- [Provided passage]
Noah Smith: Noahpinion: The cruel trick played by history on Milton Friedman:

Paul Krugman wrote a blog post saying that Milton Friedman's influence has been largely forgotten in macro policy debates…. Three later posts by Krugman… get it right, I think. Friedman hasn't disappeared from policy discourse; he's disappeared from right-wing policy discourse. Friedman's ideas are pretty close to the mainstream New Keynesian idea of the macroeconomy… consumption smoothing, monetary policy rules, and a NAIRU with a downward-sloping short-run Phillips curve--all Friedman ideas. And in New Keynesian models, monetary policy reigns supreme; only at the zero lower bound is monetary policy possibly ineffective. That's a very Friedman idea too…. Now notice that Quantitative Easing, and the Fed in general, are reviled by the American right. Rick Perry famously threatened to do physical harm to Ben Bernanke for "printing more money". Ron and Rand Paul are famous for decrying QE and Bernanke, as are right-wing darlings like Peter Schiff…. Meanwhile, more sober conservative economist types, like Martin Feldstein and Allan Meltzer, are also extremely dubious of QE. And of course the Wall Street Journal is forever warning about the dangers of inflation from the policy. So the American right… despises… Milton Friedman. What they support looks a lot closer to "Austrian" economics, which Friedman explicitly denigrated.

- [Supplied information]

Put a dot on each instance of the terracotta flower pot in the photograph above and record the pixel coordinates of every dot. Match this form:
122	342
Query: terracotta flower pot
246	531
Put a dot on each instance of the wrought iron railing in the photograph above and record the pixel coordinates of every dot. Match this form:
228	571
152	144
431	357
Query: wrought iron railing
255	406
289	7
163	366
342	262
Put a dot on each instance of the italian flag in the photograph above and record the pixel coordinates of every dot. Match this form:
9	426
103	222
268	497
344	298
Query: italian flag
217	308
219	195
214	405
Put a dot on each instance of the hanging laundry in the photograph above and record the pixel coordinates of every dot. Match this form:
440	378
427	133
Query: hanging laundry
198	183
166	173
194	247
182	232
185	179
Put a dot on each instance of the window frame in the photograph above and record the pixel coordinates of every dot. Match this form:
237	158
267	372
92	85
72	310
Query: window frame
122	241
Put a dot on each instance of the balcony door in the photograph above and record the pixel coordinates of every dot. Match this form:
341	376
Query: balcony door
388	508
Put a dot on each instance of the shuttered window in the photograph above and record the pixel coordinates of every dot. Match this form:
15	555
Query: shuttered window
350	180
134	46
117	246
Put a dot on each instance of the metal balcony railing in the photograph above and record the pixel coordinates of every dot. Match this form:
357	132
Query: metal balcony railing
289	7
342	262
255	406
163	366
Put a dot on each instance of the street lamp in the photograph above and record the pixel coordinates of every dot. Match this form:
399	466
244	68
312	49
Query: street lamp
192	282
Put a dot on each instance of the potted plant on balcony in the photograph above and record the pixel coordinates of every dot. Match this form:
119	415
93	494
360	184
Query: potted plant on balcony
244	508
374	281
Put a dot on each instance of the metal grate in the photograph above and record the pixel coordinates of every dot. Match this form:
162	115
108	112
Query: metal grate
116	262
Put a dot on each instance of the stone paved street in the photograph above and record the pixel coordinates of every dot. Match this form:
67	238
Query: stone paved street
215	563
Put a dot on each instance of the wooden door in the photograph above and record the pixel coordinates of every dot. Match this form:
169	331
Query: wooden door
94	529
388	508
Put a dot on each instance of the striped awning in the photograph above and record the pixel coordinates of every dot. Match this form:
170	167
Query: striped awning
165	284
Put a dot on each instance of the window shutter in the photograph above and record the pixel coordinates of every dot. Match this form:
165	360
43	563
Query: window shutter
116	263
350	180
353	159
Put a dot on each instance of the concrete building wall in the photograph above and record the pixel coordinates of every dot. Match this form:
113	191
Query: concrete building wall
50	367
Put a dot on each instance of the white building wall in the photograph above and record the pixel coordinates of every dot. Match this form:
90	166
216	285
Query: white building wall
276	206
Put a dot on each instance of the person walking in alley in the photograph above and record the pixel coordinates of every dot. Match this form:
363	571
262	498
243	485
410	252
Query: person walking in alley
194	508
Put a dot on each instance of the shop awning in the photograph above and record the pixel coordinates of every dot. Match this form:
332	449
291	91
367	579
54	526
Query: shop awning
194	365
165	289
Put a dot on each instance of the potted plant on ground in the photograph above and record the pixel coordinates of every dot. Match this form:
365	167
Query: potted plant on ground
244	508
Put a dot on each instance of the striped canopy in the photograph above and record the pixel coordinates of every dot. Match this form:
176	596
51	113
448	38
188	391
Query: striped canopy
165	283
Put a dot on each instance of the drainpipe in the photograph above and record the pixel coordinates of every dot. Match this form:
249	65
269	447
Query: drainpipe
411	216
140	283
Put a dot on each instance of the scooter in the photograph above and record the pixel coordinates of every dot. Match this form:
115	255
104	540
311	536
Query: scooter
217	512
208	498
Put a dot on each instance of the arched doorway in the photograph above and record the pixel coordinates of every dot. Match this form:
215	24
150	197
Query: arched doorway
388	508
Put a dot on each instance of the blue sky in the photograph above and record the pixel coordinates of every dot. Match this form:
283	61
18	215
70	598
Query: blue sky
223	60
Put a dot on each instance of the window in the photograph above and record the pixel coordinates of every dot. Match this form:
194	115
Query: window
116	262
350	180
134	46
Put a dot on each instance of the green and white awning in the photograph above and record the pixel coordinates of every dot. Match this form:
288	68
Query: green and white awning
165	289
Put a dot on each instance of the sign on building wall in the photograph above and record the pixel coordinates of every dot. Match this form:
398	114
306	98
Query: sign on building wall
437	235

- [Directive 1]
In the Friedman post, who threatened to do physical harm to Ben Bernanke?
- [Directive 2]
Copy the records from the line with "Put a dot on each instance of the arched" through the end of the records, requests included. Multiply every coordinate in the answers by 0.3 and round to whole numbers, with halves going up. Leave the numbers in the requests and their format samples as they are.

- [Worked answer 1]
Rick Perry

- [Worked answer 2]
Put a dot on each instance of the arched doorway in the photograph above and record the pixel coordinates of every dot. Match this form:
215	24
150	197
Query: arched doorway
116	152
Put a dot on each instance of the blue sky in the photograph above and record the pixel coordinates of every dot. Match this form:
283	61
18	215
70	598
Query: blue sky
67	18
Put a dot on each instance of the window in the photograph above and record the pixel coordinates of every dot. Match this form:
194	115
Query: window
35	79
105	54
40	14
Put a dot on each instance of the green and white awning in the photograph above and record the pixel coordinates of every dot. Match this form:
288	68
Query: green and white awning
50	87
Put a dot on each instance of the sign on building wall in the photograph above and record the pixel coordinates of every dot. Match this form:
398	114
306	98
Query: sign on building wall
131	71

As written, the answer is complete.